Let me leave you with one more example, if you want to take some time to read. This is from my book Paint It Black. The set-up: Louis’s partner FBI rookie Emily Farantino has been knocked out by the killer and abducted, tied up in a fish shanty. Kelly and I worked hard to imagine what she feels as she wakes up. We even put cloth bags over our heads to get in her head.

Blackness. She was floating up from the blackness to consciousness. She opened her eyes. Dark. It was still dark and she gave a terrified jerk.

The thing — it was the thing covering her face. The cloth was still there. She could smell its musky odor, and when she drew in a breath, the soft fabric touched her lips.

She became aware of a sharp throbbing in her head, and a faint nausea boiling in her stomach. Her heart was pounding. 

Think…think! Calm down. Use your head, use your senses.

She tried to move her arms. They were bound at the wrist, palms up. She could feel the hard wood of the chair. She strained to hear something or someone.

Nothing. Just water lapping and a soft groaning sound. Pilings? The air was still and smelled of mildew and fish. And old building of some kind near the docks? Was she still near the wharf? Something kicked on…like a motor, faint.

She tried to stay calm, tried to quiet the pounding of the blood in her ears so she could hear better. Nothing. No cars, no voices. Just the droning motor sound. It stopped and it was quiet again, except for the lapping water.

* **EXERCISE DATA**
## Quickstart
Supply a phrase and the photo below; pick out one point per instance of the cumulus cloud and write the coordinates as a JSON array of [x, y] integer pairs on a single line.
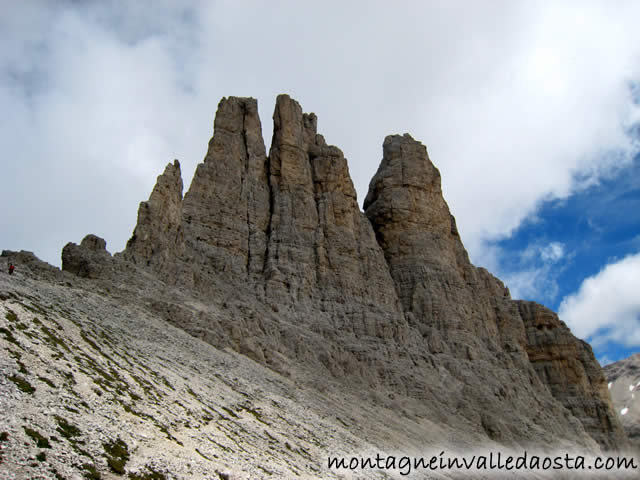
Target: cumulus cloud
[[517, 102], [606, 308]]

* **EXERCISE AIM**
In the Paint It Black passage, name what the two writers put over their heads to imagine how Emily feels as she wakes up.

* **EXERCISE RESULT**
Cloth bags.